__EXERCISE DIRECTIONS__:
In the entries below, find the line with "Identify the chimney, giving" and print exactly every line from there up to and including the line with "Identify the bicycle", with no other lines.

__Source records__:
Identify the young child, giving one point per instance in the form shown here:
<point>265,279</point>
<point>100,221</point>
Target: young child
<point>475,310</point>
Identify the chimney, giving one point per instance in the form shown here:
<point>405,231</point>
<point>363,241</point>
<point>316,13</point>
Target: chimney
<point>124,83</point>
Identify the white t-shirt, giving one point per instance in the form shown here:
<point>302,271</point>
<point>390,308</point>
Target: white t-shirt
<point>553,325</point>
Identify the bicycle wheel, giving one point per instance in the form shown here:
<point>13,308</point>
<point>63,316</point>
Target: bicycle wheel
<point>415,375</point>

* * *

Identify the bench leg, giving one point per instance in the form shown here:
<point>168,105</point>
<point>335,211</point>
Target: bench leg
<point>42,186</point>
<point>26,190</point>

* * *

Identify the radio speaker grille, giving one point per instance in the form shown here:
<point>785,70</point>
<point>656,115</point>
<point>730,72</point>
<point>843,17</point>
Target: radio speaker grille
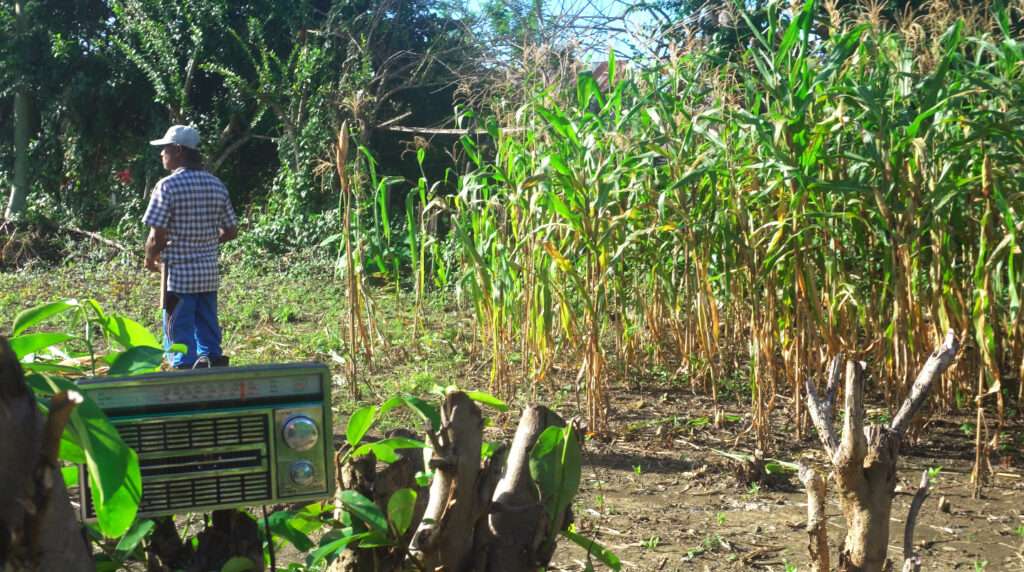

__ANSWER TO THE PROBLEM__:
Identify the chimney, giving one point per instance in the form shown here:
<point>405,231</point>
<point>363,241</point>
<point>316,13</point>
Target: chimney
<point>124,83</point>
Identify the white t-shirt, giving one point per instance in the form shown here:
<point>302,271</point>
<point>390,308</point>
Target: white t-shirt
<point>553,325</point>
Identify the bicycle wheel, giving one point per instance in the form shown here:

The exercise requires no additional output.